======== Data supplied
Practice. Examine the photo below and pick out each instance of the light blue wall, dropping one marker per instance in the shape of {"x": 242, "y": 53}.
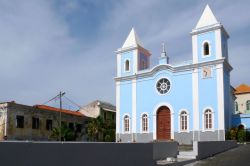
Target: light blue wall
{"x": 208, "y": 95}
{"x": 179, "y": 96}
{"x": 209, "y": 36}
{"x": 224, "y": 45}
{"x": 125, "y": 101}
{"x": 124, "y": 56}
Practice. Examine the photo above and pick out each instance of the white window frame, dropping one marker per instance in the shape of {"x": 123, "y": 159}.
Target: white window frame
{"x": 202, "y": 49}
{"x": 123, "y": 124}
{"x": 179, "y": 121}
{"x": 203, "y": 119}
{"x": 127, "y": 71}
{"x": 203, "y": 68}
{"x": 142, "y": 125}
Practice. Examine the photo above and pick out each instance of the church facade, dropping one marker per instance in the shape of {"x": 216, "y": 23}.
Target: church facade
{"x": 188, "y": 102}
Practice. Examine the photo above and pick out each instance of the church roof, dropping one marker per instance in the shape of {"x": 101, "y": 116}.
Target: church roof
{"x": 243, "y": 88}
{"x": 207, "y": 18}
{"x": 132, "y": 40}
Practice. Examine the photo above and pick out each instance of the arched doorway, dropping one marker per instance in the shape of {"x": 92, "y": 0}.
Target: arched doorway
{"x": 163, "y": 123}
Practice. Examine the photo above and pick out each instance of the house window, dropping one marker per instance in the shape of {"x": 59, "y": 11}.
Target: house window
{"x": 144, "y": 123}
{"x": 79, "y": 128}
{"x": 126, "y": 123}
{"x": 183, "y": 121}
{"x": 49, "y": 124}
{"x": 127, "y": 65}
{"x": 208, "y": 119}
{"x": 19, "y": 121}
{"x": 113, "y": 116}
{"x": 206, "y": 48}
{"x": 35, "y": 123}
{"x": 71, "y": 126}
{"x": 248, "y": 104}
{"x": 236, "y": 107}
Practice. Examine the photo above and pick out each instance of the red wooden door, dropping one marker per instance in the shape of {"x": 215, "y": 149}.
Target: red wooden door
================
- Task requirements: Each record should be quoted exactly, with the images omitted.

- Response:
Practice. Examine the photo below and pick out each instance of the light blue wall, dropping one marker per instance in the shape of {"x": 242, "y": 53}.
Target: light blue wall
{"x": 208, "y": 95}
{"x": 179, "y": 96}
{"x": 209, "y": 36}
{"x": 224, "y": 45}
{"x": 125, "y": 101}
{"x": 124, "y": 56}
Practice. Examine the photo above and pick out each instance of the white window frame, dropping one marker per instance in the shape of {"x": 123, "y": 159}.
Target: white window frame
{"x": 202, "y": 49}
{"x": 123, "y": 124}
{"x": 179, "y": 121}
{"x": 203, "y": 119}
{"x": 127, "y": 71}
{"x": 203, "y": 68}
{"x": 142, "y": 125}
Practice. Examine the photo above and pick out each instance of the church facade, dropping one marker per instance in the shape of {"x": 216, "y": 23}.
Target: church facade
{"x": 188, "y": 102}
Practice. Examine the photo above and pick out each instance of the church roof, dropping one marker per instance in the shape of {"x": 101, "y": 116}.
Target: church roof
{"x": 243, "y": 88}
{"x": 207, "y": 18}
{"x": 132, "y": 40}
Practice. Examine the photo above and pick out each instance of the arched doorway, dropping one marker per instance in the shape of {"x": 92, "y": 0}.
Target: arched doorway
{"x": 163, "y": 123}
Practice. Examine the photo above and pick out each instance of the house window, dropping one marker per instance in the shape of {"x": 59, "y": 11}.
Target: house window
{"x": 144, "y": 123}
{"x": 79, "y": 128}
{"x": 126, "y": 123}
{"x": 183, "y": 121}
{"x": 49, "y": 124}
{"x": 127, "y": 65}
{"x": 208, "y": 119}
{"x": 19, "y": 121}
{"x": 113, "y": 116}
{"x": 206, "y": 48}
{"x": 35, "y": 123}
{"x": 71, "y": 126}
{"x": 248, "y": 104}
{"x": 236, "y": 107}
Practice. Examine the photo above and pick out each instance of the red wooden door, dropping one marker per instance in the shape of {"x": 215, "y": 149}.
Target: red wooden door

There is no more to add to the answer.